From the records below, find each line with the string "then" and copy it.

[Supplied records — start]

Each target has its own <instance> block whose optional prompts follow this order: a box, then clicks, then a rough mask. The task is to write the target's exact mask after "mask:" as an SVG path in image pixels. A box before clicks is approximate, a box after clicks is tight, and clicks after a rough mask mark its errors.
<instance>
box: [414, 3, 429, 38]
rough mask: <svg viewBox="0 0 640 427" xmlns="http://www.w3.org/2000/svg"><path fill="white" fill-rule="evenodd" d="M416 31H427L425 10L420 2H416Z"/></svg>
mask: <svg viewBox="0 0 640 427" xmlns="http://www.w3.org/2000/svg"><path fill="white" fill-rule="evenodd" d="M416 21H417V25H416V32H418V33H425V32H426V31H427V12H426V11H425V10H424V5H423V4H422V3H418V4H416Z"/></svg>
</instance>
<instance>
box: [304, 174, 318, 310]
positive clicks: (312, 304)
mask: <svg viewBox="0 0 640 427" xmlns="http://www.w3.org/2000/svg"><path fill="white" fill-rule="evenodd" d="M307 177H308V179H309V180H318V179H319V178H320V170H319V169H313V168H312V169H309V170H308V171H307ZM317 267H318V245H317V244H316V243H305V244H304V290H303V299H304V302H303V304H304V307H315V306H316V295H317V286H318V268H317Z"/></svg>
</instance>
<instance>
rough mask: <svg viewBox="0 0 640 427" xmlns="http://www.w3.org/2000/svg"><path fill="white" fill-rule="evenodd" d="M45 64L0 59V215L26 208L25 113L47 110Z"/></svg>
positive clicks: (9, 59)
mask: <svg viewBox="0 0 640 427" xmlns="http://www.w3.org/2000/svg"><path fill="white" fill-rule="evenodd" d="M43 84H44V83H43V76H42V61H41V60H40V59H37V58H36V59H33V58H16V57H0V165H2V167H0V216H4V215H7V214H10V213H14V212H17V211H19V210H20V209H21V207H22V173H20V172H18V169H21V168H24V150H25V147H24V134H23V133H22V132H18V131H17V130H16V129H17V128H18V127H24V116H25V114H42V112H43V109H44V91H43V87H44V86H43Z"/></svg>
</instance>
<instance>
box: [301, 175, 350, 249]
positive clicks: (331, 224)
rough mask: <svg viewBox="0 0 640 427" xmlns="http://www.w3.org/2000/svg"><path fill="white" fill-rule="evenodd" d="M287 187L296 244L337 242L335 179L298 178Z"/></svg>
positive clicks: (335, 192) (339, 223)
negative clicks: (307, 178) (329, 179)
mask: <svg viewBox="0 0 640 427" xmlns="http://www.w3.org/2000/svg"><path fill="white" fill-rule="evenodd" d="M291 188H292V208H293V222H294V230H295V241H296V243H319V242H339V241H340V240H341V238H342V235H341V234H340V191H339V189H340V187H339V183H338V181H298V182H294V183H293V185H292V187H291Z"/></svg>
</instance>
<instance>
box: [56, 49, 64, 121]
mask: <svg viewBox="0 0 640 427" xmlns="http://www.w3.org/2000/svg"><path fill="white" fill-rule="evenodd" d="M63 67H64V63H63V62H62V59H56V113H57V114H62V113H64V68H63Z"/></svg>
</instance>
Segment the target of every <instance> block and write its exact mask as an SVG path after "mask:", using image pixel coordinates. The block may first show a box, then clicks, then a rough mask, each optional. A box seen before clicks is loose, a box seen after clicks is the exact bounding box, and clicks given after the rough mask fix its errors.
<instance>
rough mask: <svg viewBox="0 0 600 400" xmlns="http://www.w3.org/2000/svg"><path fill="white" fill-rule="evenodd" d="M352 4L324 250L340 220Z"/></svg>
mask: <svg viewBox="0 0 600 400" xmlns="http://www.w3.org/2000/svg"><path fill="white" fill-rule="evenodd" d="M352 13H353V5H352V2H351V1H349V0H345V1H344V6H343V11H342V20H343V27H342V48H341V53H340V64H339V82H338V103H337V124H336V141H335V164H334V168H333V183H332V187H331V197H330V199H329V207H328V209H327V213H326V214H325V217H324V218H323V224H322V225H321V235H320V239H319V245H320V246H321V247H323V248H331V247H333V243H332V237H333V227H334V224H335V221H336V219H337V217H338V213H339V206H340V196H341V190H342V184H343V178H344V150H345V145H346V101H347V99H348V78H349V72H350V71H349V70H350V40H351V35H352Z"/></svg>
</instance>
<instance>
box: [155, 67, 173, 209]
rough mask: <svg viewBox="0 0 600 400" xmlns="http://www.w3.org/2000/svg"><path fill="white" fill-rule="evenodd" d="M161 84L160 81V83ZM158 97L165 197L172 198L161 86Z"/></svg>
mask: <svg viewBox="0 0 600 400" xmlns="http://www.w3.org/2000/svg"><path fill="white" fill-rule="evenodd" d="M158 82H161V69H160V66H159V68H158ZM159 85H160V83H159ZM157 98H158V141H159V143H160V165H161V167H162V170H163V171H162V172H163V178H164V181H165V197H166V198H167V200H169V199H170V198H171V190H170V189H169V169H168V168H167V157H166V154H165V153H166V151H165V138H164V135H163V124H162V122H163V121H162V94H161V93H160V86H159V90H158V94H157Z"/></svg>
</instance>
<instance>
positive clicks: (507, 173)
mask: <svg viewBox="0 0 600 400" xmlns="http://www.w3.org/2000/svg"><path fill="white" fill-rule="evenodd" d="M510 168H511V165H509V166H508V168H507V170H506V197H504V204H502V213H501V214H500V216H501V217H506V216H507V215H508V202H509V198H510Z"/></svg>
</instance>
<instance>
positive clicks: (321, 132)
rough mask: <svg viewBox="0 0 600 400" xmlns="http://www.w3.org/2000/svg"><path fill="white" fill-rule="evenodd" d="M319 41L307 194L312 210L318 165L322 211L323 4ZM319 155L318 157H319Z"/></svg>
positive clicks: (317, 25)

[Supplied records — finish]

■ Response to the exercise ■
Each target has its own <instance> block whose optional prompts follow this order: a box, then clicks, then a rough mask. The task is to write the target's exact mask after "mask:" as an SVG path in image pixels. A box before clicks is approximate, a box after clicks is tight, and clicks after a rough mask mark its errors.
Segment the target of every <instance> block and write its exact mask as an SVG path after "mask:", using image pixel coordinates. The block may first show a box, then clicks, then a rough mask, each optional. A box seen before clicks is loose, a box seen after clicks is the exact bounding box, and clicks given after the rough mask fix its errors.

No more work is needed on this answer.